* [EXCERPT TO READ]:
▼

Implementation:ChenghaoMou Text dedup MinHash Check False Positives
| Knowledge Sources | |
|---|---|
| Domains | Deduplication, Verification |
| Last Updated | 2026-02-14 21:00 GMT |
Overview
Concrete tool for verifying MinHash LSH candidate pairs using exact Jaccard similarity with Polars-based pairwise comparison provided by text-dedup.
Description
The check_false_positives function in minhash.py performs verification by: (1) filtering the dataset to candidates marked as __duplicate__, (2) converting to a Polars DataFrame with index, text, and cluster columns, (3) performing a self-join on cluster to generate all pairs, (4) computing Jaccard similarity via map_elements using the n-gram tokenizer and jaccard_similarity function, (5) filtering pairs above the threshold, and (6) re-assigning cluster IDs based on verified pairs.
Usage
Import this function when running the MinHash pipeline with check_false_positive=True in the configuration.
Code Reference
Source Location
- Repository: text-dedup
- File: src/text_dedup/minhash.py
- Lines: L94-163
Signature
def check_false_positives(
config: Config,
ds: Dataset,
) -> tuple[Dataset, dict[int, int]]:
"""Check false positives using exact Jaccard similarity.
Parameters
----------
config : Config
Pipeline configuration with MinHash algorithm settings.
ds : Dataset
Dataset with __duplicate__ and __CLUSTER__ columns.
Returns
-------
tuple[Dataset, dict[int, int]]
Updated dataset with refined clusters, and new verified parent mapping.
"""
Import
from text_dedup.minhash import check_false_positives
I/O Contract
Inputs
| Name | Type | Required | Description |
|---|---|---|---|
| config | Config | Yes | Pipeline configuration with MinHash settings |
| ds | Dataset | Yes | Dataset with __duplicate__ flag and __CLUSTER__ column |
Outputs
| Name | Type | Description |
|---|---|---|
| Dataset | Dataset | Updated dataset with refined cluster assignments |
| dict[int, int] | dict | New verified parent mapping (document_index → cluster_id) |
Usage Examples
Running Verification
from text_dedup.minhash import check_false_positives
from typing import cast
from text_dedup.config import MinHashAlgorithmConfig
algo = cast(MinHashAlgorithmConfig, config.algorithm)
if algo.check_false_positive:
ds, assignment = check_false_positives(config, ds)

▲

* [ITEMS]:

▼

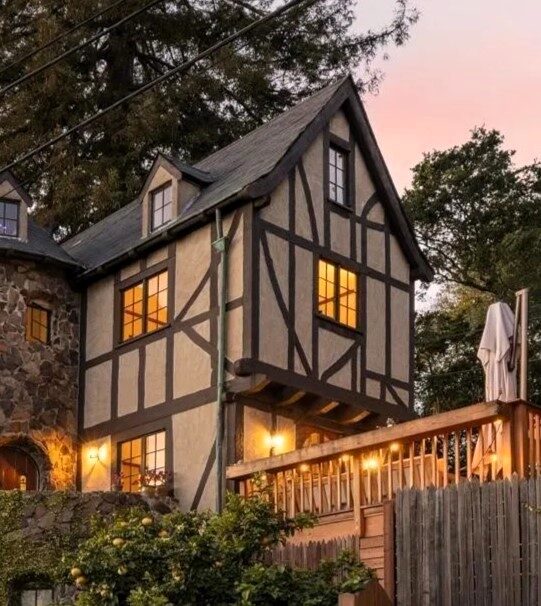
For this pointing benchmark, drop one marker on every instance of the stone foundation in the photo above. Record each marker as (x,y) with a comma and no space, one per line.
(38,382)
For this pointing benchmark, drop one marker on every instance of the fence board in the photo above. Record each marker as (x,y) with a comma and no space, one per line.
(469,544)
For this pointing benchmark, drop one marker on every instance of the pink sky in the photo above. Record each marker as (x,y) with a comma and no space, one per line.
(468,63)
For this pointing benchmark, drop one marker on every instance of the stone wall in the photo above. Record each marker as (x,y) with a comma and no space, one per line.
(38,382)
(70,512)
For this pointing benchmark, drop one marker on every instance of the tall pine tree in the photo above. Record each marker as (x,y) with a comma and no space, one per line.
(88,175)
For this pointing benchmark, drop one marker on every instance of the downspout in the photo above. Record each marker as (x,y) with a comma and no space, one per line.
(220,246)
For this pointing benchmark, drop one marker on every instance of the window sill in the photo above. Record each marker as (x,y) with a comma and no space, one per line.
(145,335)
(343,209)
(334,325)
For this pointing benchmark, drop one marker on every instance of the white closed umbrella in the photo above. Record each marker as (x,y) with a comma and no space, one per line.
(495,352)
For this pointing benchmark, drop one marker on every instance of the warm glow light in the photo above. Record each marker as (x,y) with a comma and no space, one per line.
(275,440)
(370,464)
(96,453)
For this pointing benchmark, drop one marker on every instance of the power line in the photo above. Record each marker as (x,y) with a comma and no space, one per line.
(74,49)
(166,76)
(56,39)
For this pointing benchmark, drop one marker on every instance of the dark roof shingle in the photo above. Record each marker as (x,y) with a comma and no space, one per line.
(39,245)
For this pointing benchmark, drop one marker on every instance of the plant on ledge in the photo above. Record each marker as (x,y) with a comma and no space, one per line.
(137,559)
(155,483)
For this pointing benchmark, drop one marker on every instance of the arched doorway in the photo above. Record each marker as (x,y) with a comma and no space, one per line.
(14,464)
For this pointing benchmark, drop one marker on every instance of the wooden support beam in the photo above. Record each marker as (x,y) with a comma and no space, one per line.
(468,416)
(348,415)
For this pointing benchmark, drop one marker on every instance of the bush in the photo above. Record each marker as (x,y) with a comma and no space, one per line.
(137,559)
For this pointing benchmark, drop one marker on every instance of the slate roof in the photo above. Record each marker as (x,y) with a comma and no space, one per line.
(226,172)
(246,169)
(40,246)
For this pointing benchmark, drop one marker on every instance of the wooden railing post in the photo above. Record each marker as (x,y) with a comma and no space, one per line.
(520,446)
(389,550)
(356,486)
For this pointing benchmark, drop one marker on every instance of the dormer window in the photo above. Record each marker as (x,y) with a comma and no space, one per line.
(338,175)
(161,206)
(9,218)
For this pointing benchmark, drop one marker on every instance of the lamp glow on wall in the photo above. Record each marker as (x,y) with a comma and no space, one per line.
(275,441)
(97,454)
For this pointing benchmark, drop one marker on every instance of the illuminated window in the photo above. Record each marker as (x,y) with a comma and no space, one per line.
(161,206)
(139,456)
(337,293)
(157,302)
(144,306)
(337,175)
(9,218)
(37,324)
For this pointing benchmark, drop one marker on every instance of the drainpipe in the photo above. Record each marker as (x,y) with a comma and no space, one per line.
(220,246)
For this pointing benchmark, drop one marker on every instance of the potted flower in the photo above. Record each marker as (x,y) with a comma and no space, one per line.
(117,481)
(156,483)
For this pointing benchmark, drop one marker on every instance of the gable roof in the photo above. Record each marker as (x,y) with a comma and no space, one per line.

▲

* [WORK INSTRUCTIONS]:
- a) From the MinHash false-positive documentation, transcribe word for word the part that opens with the words containing "Implementation:ChenghaoMou Text dedup" and closes with "on verified pairs.".
- b) In the MinHash false-positive documentation, for what purpose does check_false_positives perform a self-join on the cluster column?

* [FINAL ANSWERS]:
- a)
Implementation:ChenghaoMou Text dedup MinHash Check False Positives
| Knowledge Sources | |
|---|---|
| Domains | Deduplication, Verification |
| Last Updated | 2026-02-14 21:00 GMT |
Overview
Concrete tool for verifying MinHash LSH candidate pairs using exact Jaccard similarity with Polars-based pairwise comparison provided by text-dedup.
Description
The check_false_positives function in minhash.py performs verification by: (1) filtering the dataset to candidates marked as __duplicate__, (2) converting to a Polars DataFrame with index, text, and cluster columns, (3) performing a self-join on cluster to generate all pairs, (4) computing Jaccard similarity via map_elements using the n-gram tokenizer and jaccard_similarity function, (5) filtering pairs above the threshold, and (6) re-assigning cluster IDs based on verified pairs.

- b) The self-join on cluster generates all pairs. The function then computes the Jaccard similarity of those pairs and keeps only the pairs above the threshold.